How to complete this task -
Copy out the lines of the listing from the one containing "Provide your image below and a query." onward, through the last, without altering any.
════════════════════
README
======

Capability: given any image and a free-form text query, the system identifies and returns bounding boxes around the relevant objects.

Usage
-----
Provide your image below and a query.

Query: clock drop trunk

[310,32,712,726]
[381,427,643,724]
════════════════════
Exercise answer -
Provide your image below and a query.

Query: clock drop trunk

[310,32,712,726]
[381,427,643,724]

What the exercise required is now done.